[Named object pointing entries]
########

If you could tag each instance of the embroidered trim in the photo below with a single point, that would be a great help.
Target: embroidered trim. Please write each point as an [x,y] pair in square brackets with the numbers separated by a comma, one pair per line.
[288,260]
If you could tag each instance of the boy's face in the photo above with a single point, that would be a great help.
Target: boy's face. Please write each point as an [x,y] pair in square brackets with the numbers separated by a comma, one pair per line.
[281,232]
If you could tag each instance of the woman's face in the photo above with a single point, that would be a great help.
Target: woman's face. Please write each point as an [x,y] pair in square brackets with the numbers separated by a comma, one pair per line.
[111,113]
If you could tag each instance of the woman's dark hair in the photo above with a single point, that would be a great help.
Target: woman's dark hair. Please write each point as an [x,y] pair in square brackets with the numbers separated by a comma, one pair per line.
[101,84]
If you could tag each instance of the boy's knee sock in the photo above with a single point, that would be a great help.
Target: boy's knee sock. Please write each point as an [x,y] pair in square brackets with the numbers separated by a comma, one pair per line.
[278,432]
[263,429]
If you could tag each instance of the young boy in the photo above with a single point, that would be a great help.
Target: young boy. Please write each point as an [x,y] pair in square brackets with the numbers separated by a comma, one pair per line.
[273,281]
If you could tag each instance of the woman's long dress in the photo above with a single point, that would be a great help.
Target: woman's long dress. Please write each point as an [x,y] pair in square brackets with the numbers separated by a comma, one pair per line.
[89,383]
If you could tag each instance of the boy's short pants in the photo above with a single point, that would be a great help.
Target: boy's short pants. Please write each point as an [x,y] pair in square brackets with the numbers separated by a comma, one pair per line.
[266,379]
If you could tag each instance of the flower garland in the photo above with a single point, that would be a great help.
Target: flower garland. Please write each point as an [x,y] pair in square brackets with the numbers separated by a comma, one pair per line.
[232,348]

########

**Directive:** Print all of the data exactly as it was given.

**Correct answer:**
If you could tag each instance of the embroidered trim in the photo below with a single point, that would be a great help.
Target: embroidered trim. Please write each point as an [x,y] pair in square brackets with the numbers separated by a comma, one pair per line.
[288,260]
If you could tag each instance of the boy's face in the photo above with a single point, that would be a great help.
Target: boy's face. Please write each point as an [x,y] pair in square brackets with the numbers separated by a comma, one pair per line.
[281,232]
If you could tag each instance of the woman's face in the photo above with a single point, that would be a great help.
Target: woman's face. Please write each point as an [x,y] pair in square brackets with the numbers separated by a comma, one pair per line.
[111,113]
If you could tag each instance of the woman's dark hair in the photo above with a single point, that would be a great help.
Target: woman's dark hair. Please write each point as an [x,y] pair in square brackets with the numbers separated by a comma, one pair per line.
[101,84]
If you could tag each instance of the boy's knee sock in the photo above with a single point, that would be a great help.
Target: boy's knee sock. Please write each point as an [x,y] pair in square brackets with the numbers separated by a comma, one pair per line.
[278,432]
[263,429]
If you could tag each instance of the young boy in the photo above with a single point, that would be a great help.
Target: young boy. Please write each point as an [x,y] pair in square brackets with the numbers separated by a comma, one pair per line.
[273,281]
If you could tag each instance of the woman's long dress in the photo above with a single point, that would be a great help.
Target: woman's long dress. Please write each point as an [x,y] pair in square brackets with the numbers separated by a comma, one pair per line.
[89,383]
If you could tag each instance of the boy's short pants in the photo above with a single point, that would be a great help.
Target: boy's short pants. Please write each point as an [x,y] pair in square brackets with the numbers separated by a comma, one pair per line.
[266,379]
If you could tag each instance of the flower garland in the photo above with a single point, that would be a great help.
Target: flower garland. Please write each point as an [x,y] pair in square brackets with the numbers separated by a comma, one pair per line.
[232,348]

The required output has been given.